SHORT TASK:
Write out all the entries below again with "pixel coordinates" swapped for "image coordinates" everywhere and nothing else changed. Leave the pictures out.

SUPPLIED RECORDS:
# # # # # # #
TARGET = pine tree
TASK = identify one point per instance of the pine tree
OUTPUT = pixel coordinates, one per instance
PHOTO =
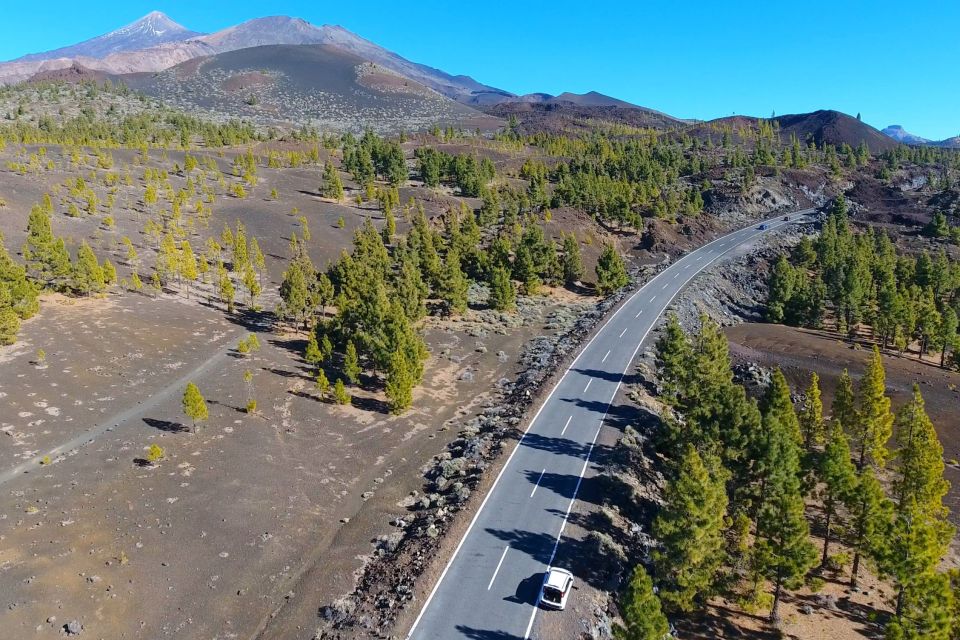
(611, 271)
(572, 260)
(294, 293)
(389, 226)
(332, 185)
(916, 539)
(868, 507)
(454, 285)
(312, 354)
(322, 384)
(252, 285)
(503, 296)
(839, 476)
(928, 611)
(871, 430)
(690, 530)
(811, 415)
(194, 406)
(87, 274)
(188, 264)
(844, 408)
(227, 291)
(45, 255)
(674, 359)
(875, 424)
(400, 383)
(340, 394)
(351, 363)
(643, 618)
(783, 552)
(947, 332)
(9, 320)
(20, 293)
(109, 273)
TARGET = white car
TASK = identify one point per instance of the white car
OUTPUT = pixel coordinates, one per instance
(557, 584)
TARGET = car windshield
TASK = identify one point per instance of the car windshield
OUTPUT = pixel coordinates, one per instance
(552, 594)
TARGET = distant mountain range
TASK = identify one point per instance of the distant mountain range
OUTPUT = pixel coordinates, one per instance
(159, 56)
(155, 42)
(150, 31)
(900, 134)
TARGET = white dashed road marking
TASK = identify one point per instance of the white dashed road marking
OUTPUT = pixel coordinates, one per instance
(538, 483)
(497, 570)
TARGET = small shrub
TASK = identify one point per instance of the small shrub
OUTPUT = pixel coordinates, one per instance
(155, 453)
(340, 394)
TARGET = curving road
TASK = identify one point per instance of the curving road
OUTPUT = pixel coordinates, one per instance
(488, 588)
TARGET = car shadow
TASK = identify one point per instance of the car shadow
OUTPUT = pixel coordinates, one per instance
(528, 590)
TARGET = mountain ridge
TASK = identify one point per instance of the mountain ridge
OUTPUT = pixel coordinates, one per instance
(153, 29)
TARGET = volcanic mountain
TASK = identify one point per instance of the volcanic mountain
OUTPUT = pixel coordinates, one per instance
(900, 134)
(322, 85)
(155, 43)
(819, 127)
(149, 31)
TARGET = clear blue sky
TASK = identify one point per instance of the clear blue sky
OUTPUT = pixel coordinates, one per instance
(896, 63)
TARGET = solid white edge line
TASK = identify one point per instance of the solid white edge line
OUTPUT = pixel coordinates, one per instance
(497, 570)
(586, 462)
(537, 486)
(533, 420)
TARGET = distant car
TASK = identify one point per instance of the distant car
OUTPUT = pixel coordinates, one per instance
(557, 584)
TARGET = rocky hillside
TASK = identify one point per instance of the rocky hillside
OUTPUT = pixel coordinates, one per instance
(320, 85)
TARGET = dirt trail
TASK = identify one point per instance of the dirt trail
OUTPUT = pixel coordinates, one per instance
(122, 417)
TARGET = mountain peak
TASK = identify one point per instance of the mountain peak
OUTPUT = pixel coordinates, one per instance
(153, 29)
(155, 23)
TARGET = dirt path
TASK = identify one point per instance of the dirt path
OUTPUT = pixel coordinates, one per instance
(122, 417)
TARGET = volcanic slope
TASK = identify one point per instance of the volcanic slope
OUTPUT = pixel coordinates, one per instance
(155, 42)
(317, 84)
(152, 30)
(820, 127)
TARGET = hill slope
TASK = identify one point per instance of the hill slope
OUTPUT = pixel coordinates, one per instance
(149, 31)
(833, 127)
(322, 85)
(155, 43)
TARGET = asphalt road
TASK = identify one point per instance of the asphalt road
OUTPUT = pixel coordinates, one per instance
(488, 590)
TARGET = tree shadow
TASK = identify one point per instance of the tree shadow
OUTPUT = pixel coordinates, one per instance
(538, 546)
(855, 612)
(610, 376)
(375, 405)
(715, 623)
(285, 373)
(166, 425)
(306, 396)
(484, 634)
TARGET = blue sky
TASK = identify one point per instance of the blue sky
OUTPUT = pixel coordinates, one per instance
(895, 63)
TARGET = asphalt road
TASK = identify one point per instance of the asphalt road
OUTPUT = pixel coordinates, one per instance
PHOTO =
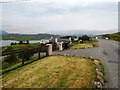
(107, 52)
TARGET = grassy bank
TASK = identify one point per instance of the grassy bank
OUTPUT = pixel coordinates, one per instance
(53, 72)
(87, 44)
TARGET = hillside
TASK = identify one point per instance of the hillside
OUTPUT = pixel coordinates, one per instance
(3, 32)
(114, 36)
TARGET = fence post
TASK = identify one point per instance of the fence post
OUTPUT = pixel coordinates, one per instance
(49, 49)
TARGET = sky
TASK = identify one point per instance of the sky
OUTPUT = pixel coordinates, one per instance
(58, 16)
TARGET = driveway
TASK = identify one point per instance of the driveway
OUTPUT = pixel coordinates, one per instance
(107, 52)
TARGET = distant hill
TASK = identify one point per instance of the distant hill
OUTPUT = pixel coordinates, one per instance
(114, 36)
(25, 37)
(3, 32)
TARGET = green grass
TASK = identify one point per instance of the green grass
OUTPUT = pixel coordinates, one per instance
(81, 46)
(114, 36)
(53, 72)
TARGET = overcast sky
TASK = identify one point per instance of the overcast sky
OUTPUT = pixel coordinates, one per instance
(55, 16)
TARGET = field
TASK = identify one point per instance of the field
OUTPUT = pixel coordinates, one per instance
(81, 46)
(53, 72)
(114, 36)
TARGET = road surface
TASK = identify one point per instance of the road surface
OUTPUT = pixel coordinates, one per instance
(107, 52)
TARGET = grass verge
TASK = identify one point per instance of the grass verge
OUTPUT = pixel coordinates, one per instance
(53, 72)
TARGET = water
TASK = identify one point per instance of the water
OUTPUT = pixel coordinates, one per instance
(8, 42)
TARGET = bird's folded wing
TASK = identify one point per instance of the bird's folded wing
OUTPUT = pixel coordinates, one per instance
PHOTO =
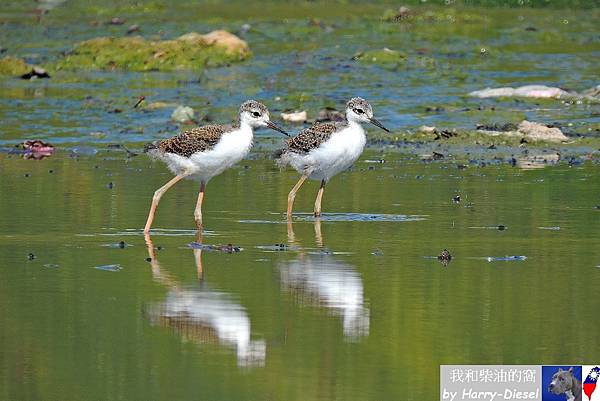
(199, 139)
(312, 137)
# # # # # # #
RESULT:
TARGET = pine tree
TASK = identify one point per instance of the pine tree
OUTPUT = image coordinates, one per instance
PHOTO =
(611, 271)
(572, 260)
(294, 293)
(389, 226)
(332, 185)
(916, 539)
(868, 507)
(454, 285)
(312, 354)
(322, 384)
(252, 285)
(503, 296)
(839, 476)
(928, 611)
(871, 430)
(690, 530)
(811, 415)
(194, 406)
(87, 274)
(188, 264)
(844, 408)
(227, 291)
(45, 255)
(674, 359)
(875, 424)
(400, 383)
(340, 394)
(351, 363)
(643, 618)
(783, 552)
(947, 332)
(9, 320)
(20, 293)
(109, 273)
TARGET = white car
TASK = identify one point per instance of the white car
OUTPUT = image coordinates, one per instance
(557, 584)
TARGET = car windshield
TASK = identify one point per instance of the car windshield
OUTPUT = image coordinates, one per instance
(552, 594)
TARGET = distant mountain range
TASK = identify one point per instance of the distant mountain range
OUTPUT = image coordinates, one per instance
(159, 56)
(155, 42)
(150, 31)
(900, 134)
TARGET = white dashed road marking
TASK = identify one point per instance of the white dashed road marking
OUTPUT = image coordinates, one per instance
(538, 483)
(497, 570)
TARGET = small shrub
TASK = identify one point per instance of the small shrub
OUTPUT = image coordinates, one per instance
(155, 453)
(340, 394)
TARGET = curving road
TASK = identify one point per instance of the curving road
OUTPUT = image coordinates, one per instance
(488, 588)
TARGET = car shadow
TASK = identify one point per instance of the car shadow
OUTPUT = image coordinates, one per instance
(528, 590)
TARGET = mountain ridge
TASK = identify one point per instance of the mountain ridge
OUTPUT = image coordinates, one per instance
(153, 29)
TARGET = volcanic mountain
TASK = identify one point per instance of the volcanic mountain
OUTPUT = image coordinates, one per instance
(900, 134)
(322, 85)
(155, 43)
(819, 127)
(149, 31)
TARGET = clear blue sky
TASK = identify one point per instance of the clear blue sky
OUTPUT = image coordinates, one per instance
(896, 63)
TARGET = solid white edge line
TASK = identify one point per instance of the solid white edge line
OUTPUT = image coordinates, one per instance
(497, 570)
(586, 462)
(537, 486)
(533, 420)
TARGET = distant car
TASK = identify one point per instance of the distant car
OUTPUT = image coordinates, one per instance
(557, 584)
TARGET = rocky hillside
TASK = identify one point per instance of the rocky hillside
OUTPUT = image coordinates, one per instance
(320, 85)
TARGET = dirt trail
TASK = identify one point per instance of the dirt trail
OUTPUT = image coordinates, one per instance
(122, 417)
TARGET = mountain peak
TASK = identify one point per instance of the mountain peak
OUTPUT = image coordinates, one per instance
(153, 29)
(155, 23)
TARGET = dirt path
TASK = identify one point per instance of the dirt path
OUTPUT = image coordinates, one per instance
(122, 417)
TARGET = volcanic slope
TASK = identify one point per instance of the volcanic slope
OUTPUT = image coordinates, one per instance
(155, 42)
(317, 84)
(152, 30)
(820, 127)
TARGET = hill slope
TASK = identify one point per instance of the hill slope
OUTPUT = image coordinates, one per instance
(149, 31)
(833, 127)
(322, 85)
(155, 43)
TARGET = asphalt road
TASK = identify one point per instance of the asphalt road
OUTPUT = image coordinates, one per instance
(488, 590)
TARGET = tree shadow
TASK = identify one point per instance of the tree shadow
OUTPUT = image coordinates, one per instance
(538, 546)
(855, 612)
(610, 376)
(375, 405)
(715, 623)
(285, 373)
(166, 425)
(306, 396)
(484, 634)
TARGET = blue sky
TASK = identify one point per instance of the blue sky
OUTPUT = image coordinates, one per instance
(895, 63)
TARGET = asphalt road
TASK = identify one point per instance of the asphalt road
OUTPUT = image coordinates, one per instance
PHOTO =
(107, 52)
TARGET = grassy bank
TASK = identify one point per instance of the grassy bank
OUTPUT = image coordinates, one per instance
(53, 72)
(87, 44)
TARGET = hillside
TASK = identify one point per instance of the hillside
OUTPUT = image coordinates, one per instance
(3, 32)
(114, 36)
TARGET = fence post
TASK = identify one point per instance of the fence post
OUTPUT = image coordinates, one per instance
(49, 49)
TARGET = sky
TASK = identify one point per instance of the sky
OUTPUT = image coordinates, one per instance
(58, 16)
TARGET = driveway
TASK = identify one point per instance of the driveway
OUTPUT = image coordinates, one per instance
(107, 52)
TARGET = distant hill
TASK = identify one point per instance of the distant hill
OUTPUT = image coordinates, one per instance
(114, 36)
(25, 37)
(3, 32)
TARGET = green grass
TASK = identify one point per instance of the green grass
OUTPUT = image coordinates, one per instance
(81, 46)
(114, 36)
(53, 72)
TARGET = overcast sky
TASK = identify one point per instance of the overcast sky
OUTPUT = image coordinates, one per instance
(55, 16)
TARGET = field
TASK = identify one point per instance of the field
OUTPUT = image coordinates, one per instance
(81, 46)
(53, 72)
(114, 36)
TARGET = road surface
TASK = identify one point per instance of the road surface
OUTPUT = image coordinates, one per instance
(107, 52)
TARGET = grass verge
TASK = identify one point per instance of the grass verge
OUTPUT = image coordinates, one per instance
(53, 72)
TARGET = water
TASK = identify one point per instance of the water
OUTPUT = image coordinates, one per instance
(8, 42)
TARGET = bird's folded wing
TASK = identify one point per instance of the bird's folded wing
OUTPUT = image coordinates, one per instance
PHOTO =
(199, 139)
(312, 137)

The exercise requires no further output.